### Page extract
----

Live album by Hugh Masekela
- Released: 17 July 2007
- Recorded: June 2006
- Venue: The Market Theatre, Johannesburg
- Genre: Jazz
- Length: 2:29:42
- Label: Four Quarters Entertainment FQT-CD-1805

Hugh Masekela chronology
| The Chisa Years (2006) | Live at the Market Theatre (2007) | Phola (2009) |

= Live at the Market Theatre =

Live at the Market Theatre is a double live album by South African jazz trumpeter Hugh Masekela. The record was released on 17 July 2007 via Four Quarters Entertainment label. The album consists of 15 tracks recorded in June 2006 during his two-and-a-half-hour concert in The Market Theatre in Johannesburg. A follow-up DVD was released on 31 July 2007.

----

### Excerpted data
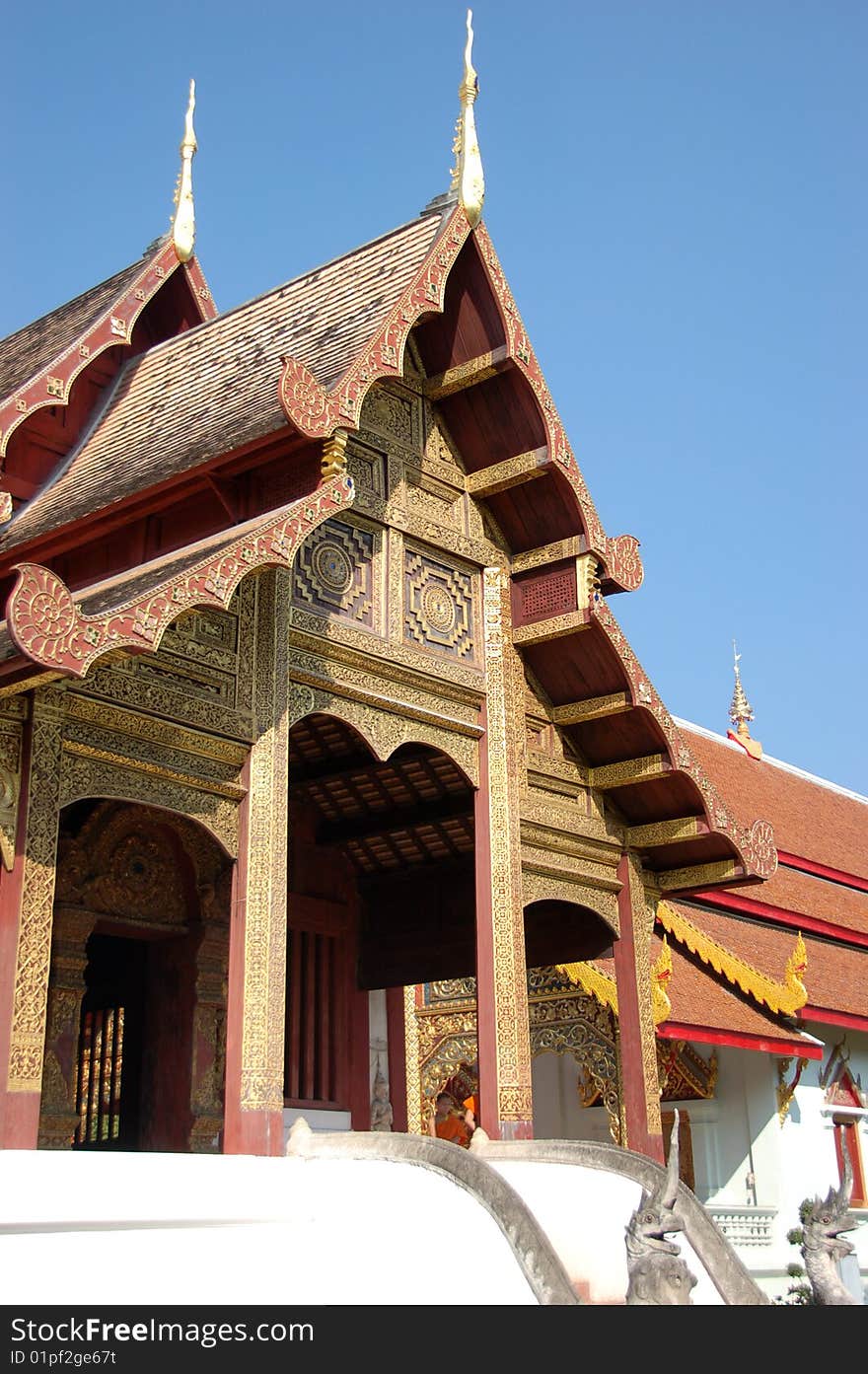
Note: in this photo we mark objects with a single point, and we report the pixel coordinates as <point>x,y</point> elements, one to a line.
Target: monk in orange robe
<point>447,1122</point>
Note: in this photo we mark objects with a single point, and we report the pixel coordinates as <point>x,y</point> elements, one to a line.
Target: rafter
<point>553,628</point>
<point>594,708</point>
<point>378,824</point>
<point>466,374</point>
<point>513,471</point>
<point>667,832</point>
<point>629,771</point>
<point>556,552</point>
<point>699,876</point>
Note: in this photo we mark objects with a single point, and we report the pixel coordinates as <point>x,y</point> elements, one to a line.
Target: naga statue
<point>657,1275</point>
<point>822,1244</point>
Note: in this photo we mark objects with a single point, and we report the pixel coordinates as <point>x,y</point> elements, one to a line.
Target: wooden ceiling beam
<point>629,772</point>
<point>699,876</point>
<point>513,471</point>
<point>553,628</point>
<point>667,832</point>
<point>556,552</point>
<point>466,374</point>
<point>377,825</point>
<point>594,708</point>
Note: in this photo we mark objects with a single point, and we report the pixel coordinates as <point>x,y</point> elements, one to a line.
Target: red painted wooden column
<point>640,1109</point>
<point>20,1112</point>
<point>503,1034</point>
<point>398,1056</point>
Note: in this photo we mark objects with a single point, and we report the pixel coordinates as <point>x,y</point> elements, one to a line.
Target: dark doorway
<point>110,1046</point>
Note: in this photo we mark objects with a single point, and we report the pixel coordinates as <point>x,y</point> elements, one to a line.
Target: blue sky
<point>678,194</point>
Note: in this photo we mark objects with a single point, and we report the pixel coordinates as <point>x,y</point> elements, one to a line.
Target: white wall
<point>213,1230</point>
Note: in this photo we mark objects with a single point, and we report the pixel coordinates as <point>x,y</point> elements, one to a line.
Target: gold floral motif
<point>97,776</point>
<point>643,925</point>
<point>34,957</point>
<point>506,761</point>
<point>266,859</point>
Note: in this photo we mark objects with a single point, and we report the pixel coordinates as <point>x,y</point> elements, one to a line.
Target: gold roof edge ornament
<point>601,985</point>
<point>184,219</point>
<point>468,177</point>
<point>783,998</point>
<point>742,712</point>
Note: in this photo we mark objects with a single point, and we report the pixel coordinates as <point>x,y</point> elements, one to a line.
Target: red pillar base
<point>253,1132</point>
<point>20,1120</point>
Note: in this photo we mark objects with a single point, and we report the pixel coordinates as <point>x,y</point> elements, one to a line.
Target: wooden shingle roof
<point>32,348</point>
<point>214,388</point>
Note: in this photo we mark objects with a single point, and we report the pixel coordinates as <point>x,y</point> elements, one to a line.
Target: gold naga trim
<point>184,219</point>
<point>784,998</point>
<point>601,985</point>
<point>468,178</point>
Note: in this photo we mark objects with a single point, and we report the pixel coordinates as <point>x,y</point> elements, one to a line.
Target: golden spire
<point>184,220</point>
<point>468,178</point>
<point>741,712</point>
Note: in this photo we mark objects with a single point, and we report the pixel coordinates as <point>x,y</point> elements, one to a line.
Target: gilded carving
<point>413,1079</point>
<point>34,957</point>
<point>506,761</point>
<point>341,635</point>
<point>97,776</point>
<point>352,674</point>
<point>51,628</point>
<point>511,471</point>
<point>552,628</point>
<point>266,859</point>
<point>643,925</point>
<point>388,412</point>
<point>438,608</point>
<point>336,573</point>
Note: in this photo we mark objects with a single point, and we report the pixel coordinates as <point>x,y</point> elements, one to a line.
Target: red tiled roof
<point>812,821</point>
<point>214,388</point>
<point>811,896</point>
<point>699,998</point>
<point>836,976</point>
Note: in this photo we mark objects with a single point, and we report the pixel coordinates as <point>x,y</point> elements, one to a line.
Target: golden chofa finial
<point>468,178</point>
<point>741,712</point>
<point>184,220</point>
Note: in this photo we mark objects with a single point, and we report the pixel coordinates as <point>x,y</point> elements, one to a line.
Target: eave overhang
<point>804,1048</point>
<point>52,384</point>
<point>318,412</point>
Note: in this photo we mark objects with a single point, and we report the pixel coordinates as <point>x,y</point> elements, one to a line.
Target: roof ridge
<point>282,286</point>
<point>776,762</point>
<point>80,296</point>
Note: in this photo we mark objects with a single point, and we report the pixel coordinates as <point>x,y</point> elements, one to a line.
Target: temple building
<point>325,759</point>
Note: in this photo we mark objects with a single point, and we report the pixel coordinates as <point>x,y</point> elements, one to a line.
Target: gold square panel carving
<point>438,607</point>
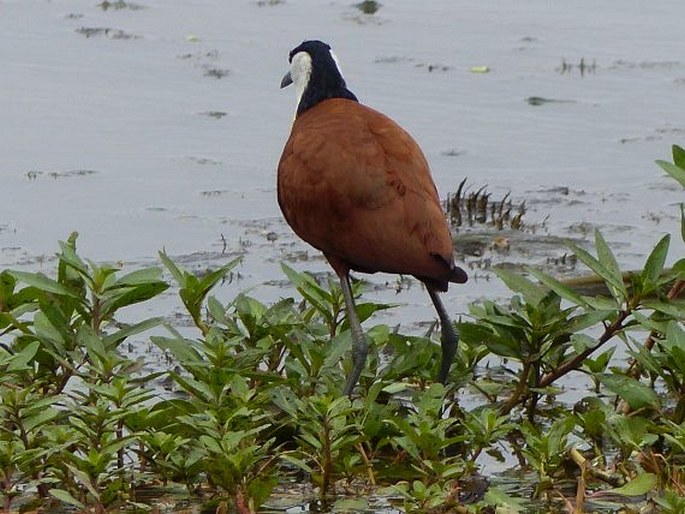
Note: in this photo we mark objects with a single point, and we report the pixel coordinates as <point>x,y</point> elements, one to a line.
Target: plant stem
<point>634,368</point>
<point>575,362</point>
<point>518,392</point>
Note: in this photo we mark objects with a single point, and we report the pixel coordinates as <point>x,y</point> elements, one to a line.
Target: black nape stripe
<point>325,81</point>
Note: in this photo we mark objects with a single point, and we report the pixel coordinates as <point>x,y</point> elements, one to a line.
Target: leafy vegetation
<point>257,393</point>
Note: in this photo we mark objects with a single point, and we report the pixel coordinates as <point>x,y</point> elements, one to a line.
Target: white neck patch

----

### Task set
1. Answer these questions about the album page:
(a) Which label released the album?
(b) How many tracks does the album contain?
(c) On what date was the follow-up DVD released?
2. Write out the records exactly, from their beginning up to and including the line containing "<point>398,1056</point>". Leave the pictures out.

### Answers to the exercises
1.
(a) Four Quarters Entertainment
(b) 15 tracks
(c) 31 July 2007

2.
Note: in this photo we mark objects with a single point, and we report the pixel coordinates as <point>x,y</point> elements, one to a line.
Target: monk in orange robe
<point>447,1122</point>
Note: in this photo we mark objects with a single point, and we report the pixel coordinates as <point>x,y</point> elements, one to a line.
Target: rafter
<point>553,628</point>
<point>594,708</point>
<point>378,824</point>
<point>466,374</point>
<point>513,471</point>
<point>667,832</point>
<point>629,771</point>
<point>556,552</point>
<point>699,876</point>
Note: in this photo we mark objects with a single point, and we report the pixel coordinates as <point>x,y</point> elements, one to a line.
Target: naga statue
<point>657,1275</point>
<point>822,1244</point>
Note: in this photo we mark objects with a single point, and we report the pixel coordinates as <point>x,y</point> elements, one to a line.
Target: wooden ceiling beam
<point>629,772</point>
<point>699,876</point>
<point>513,471</point>
<point>553,628</point>
<point>667,832</point>
<point>556,552</point>
<point>466,374</point>
<point>377,825</point>
<point>594,708</point>
Note: in this photo we mark objects with a single point, and we report the pixel coordinates as <point>x,y</point> elements, one to a line.
Target: red painted wooden column
<point>640,1109</point>
<point>20,1112</point>
<point>503,1034</point>
<point>398,1056</point>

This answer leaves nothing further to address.